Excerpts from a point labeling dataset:
◆ ◆ ◆ ◆ ◆

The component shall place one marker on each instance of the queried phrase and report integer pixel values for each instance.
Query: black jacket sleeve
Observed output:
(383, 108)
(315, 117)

◆ ◆ ◆ ◆ ◆

Objective →
Reproduce every line of the records above, requests included, but lower each coordinate value in the answers by 53.

Full answer →
The component shall place one marker on each instance of the queried phrase and report integer pixel values for each instance.
Query: black jacket sleeve
Observed output:
(330, 55)
(262, 64)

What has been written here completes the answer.